Work to do:
Rewrite all of the material below with "trace" in place of each "outline", changing nothing else. Leave the pictures out.

Input material:
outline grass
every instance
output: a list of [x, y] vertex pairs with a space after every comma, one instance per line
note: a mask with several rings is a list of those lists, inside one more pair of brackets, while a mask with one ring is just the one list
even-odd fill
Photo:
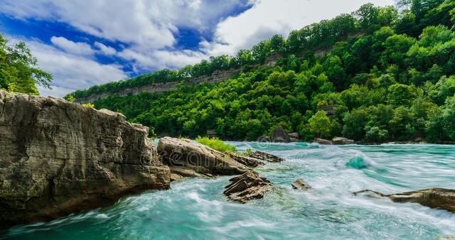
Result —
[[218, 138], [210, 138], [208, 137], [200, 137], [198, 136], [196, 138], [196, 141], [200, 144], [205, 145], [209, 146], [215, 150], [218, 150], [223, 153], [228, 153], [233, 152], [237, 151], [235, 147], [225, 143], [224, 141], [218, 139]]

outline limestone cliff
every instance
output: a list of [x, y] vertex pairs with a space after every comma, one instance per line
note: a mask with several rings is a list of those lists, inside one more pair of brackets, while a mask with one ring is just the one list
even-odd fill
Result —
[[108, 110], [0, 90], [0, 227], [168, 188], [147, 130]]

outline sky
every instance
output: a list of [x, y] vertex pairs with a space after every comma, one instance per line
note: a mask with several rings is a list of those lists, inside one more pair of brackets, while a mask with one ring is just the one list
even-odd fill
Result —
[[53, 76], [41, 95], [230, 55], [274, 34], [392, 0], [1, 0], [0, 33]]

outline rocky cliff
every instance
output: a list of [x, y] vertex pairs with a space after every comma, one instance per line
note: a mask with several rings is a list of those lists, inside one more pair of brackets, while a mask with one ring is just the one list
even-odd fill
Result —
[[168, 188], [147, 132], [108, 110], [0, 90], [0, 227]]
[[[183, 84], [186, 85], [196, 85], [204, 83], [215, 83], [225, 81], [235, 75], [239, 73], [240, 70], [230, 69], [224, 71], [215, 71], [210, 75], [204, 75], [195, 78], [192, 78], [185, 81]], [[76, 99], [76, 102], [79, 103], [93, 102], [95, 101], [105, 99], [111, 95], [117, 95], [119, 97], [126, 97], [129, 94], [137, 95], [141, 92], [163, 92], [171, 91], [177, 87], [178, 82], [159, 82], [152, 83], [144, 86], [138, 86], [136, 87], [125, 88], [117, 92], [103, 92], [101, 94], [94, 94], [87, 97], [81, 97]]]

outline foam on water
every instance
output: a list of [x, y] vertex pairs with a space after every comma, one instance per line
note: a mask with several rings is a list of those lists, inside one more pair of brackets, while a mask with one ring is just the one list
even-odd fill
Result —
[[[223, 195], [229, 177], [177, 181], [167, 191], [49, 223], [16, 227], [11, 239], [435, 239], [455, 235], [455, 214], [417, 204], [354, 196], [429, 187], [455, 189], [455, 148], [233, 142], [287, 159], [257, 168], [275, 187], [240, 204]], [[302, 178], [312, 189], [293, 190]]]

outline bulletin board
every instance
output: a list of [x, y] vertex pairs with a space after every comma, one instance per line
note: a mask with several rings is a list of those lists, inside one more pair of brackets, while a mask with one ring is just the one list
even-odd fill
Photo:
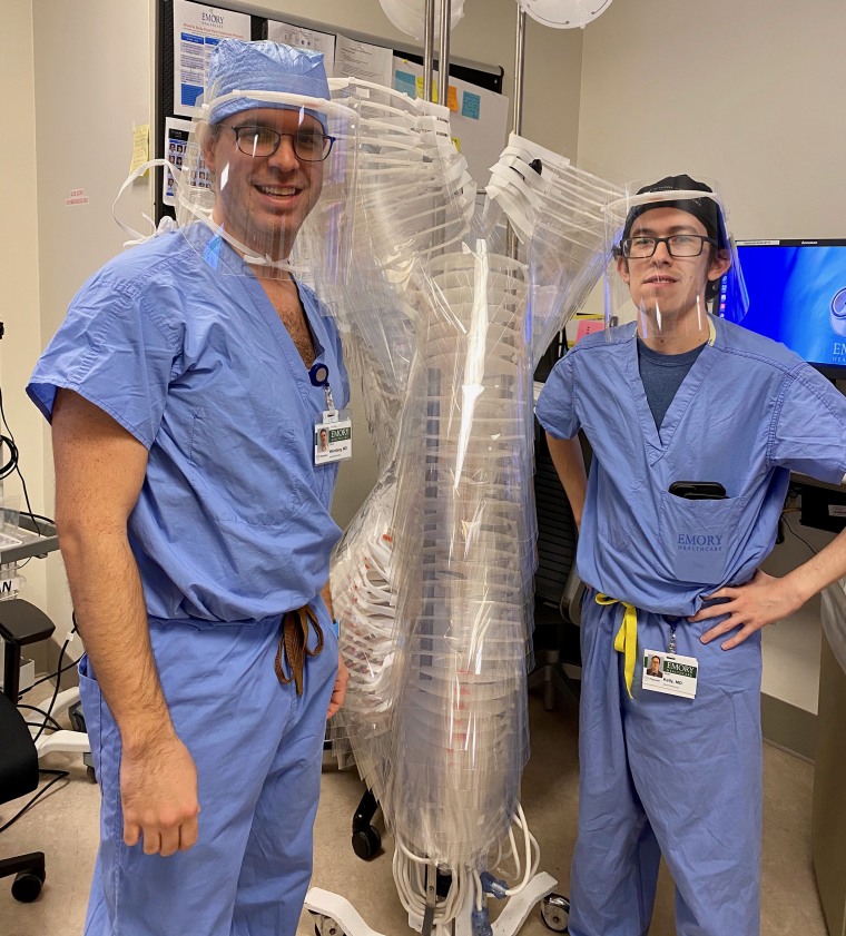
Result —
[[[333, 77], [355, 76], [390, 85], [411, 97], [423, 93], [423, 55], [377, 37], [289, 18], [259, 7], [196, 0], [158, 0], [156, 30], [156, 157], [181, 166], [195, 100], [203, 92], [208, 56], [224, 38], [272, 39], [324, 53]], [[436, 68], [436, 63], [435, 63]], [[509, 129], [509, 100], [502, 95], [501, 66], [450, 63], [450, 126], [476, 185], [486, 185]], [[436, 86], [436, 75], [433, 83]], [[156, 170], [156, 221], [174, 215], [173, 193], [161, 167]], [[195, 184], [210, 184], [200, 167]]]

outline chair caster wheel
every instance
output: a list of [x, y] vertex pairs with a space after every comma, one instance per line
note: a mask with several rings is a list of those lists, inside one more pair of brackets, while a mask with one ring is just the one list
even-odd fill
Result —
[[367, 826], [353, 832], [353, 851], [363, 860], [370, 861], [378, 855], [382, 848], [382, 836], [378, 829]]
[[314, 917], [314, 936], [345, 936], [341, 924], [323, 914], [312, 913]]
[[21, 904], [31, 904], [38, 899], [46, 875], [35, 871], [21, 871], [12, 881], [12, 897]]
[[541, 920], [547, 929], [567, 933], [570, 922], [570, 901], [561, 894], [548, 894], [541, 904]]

Task output:
trace grass
every instance
output: a list of [x, y] vertex pairs with a space after every comma, one instance per line
note: a mask with several rings is a list of those lists, inside one more pair of brackets, while a mask with one ring is just the one list
even-odd fill
Photo:
Result —
[[218, 138], [210, 138], [208, 137], [200, 137], [198, 136], [196, 138], [196, 141], [200, 144], [205, 145], [209, 146], [215, 150], [218, 150], [223, 153], [228, 153], [233, 152], [237, 151], [235, 147], [225, 143], [224, 141], [218, 139]]

trace limestone cliff
every instance
output: a list of [x, y] vertex pairs with a space after every comma, one instance per line
note: a mask with several rings is a list of those lists, inside one more pair of brackets, while a mask with one ring is just the one list
even-odd fill
Result —
[[108, 110], [0, 90], [0, 227], [168, 188], [147, 130]]

trace sky
every instance
output: a list of [x, y] vertex pairs with a space after every comma, one instance per line
note: a mask with several rings is a list of those lists, inside one more pair of brackets, while a mask with one ring is just the one list
even-odd fill
Result —
[[53, 76], [41, 95], [230, 55], [274, 34], [392, 0], [1, 0], [0, 33]]

trace rocky cliff
every instance
output: a list of [x, y] vertex pairs with a space after every comma, one instance per line
note: a mask with several rings is a list of those lists, inside one more pair of brackets, while a mask with one ring is just the one list
even-odd fill
Result —
[[168, 188], [147, 132], [108, 110], [0, 90], [0, 227]]
[[[183, 84], [186, 85], [196, 85], [204, 83], [215, 83], [225, 81], [235, 75], [239, 73], [240, 70], [230, 69], [224, 71], [215, 71], [210, 75], [204, 75], [195, 78], [192, 78], [185, 81]], [[76, 99], [76, 102], [79, 103], [93, 102], [95, 101], [105, 99], [111, 95], [117, 95], [119, 97], [126, 97], [129, 94], [137, 95], [141, 92], [163, 92], [171, 91], [177, 87], [178, 82], [159, 82], [152, 83], [144, 86], [138, 86], [136, 87], [125, 88], [117, 92], [103, 92], [101, 94], [94, 94], [87, 97], [81, 97]]]

trace foam on water
every instance
output: a list of [x, y] vertex pairs with a space after every comma, one instance per line
note: a mask with several rings is a list of those lists, inside one more pair of brackets, while a mask with one ring is just the one list
even-odd fill
Result —
[[[223, 195], [229, 177], [177, 181], [167, 191], [49, 223], [16, 227], [11, 239], [435, 239], [455, 235], [455, 214], [417, 204], [354, 196], [429, 187], [455, 189], [455, 148], [233, 142], [287, 159], [257, 168], [275, 187], [240, 204]], [[302, 178], [312, 189], [293, 190]]]

trace bulletin board
every instance
output: a list of [x, y] vertex pairs with a space after every comma, one instance per line
note: a mask with several rings is a list of those lists, inside one more pair of brackets, while a mask with one ring is just the one list
even-odd fill
Photo:
Result —
[[[333, 77], [355, 76], [390, 85], [411, 97], [423, 93], [423, 55], [377, 37], [289, 18], [259, 7], [196, 0], [158, 0], [156, 30], [156, 157], [181, 166], [195, 100], [203, 92], [208, 56], [224, 38], [272, 39], [324, 53]], [[436, 68], [436, 63], [435, 63]], [[509, 129], [509, 100], [502, 95], [501, 66], [450, 63], [450, 126], [476, 185], [486, 185]], [[436, 86], [436, 75], [433, 83]], [[156, 170], [156, 221], [174, 215], [173, 193], [161, 167]], [[195, 184], [210, 184], [200, 167]]]

trace chair caster wheel
every instance
output: a list of [x, y] vertex pairs with a space after every comma, one instance per line
note: a mask with several rings is a list of those lists, inside one more pair of brackets, while a mask with one ring is just the one list
even-odd fill
Result —
[[367, 826], [353, 832], [353, 851], [363, 860], [370, 861], [378, 855], [382, 848], [382, 836], [378, 829]]
[[314, 917], [314, 936], [345, 936], [341, 924], [323, 914], [312, 913]]
[[21, 904], [31, 904], [38, 899], [46, 875], [35, 871], [21, 871], [12, 881], [12, 897]]
[[541, 920], [547, 929], [567, 933], [570, 922], [570, 901], [561, 894], [548, 894], [541, 904]]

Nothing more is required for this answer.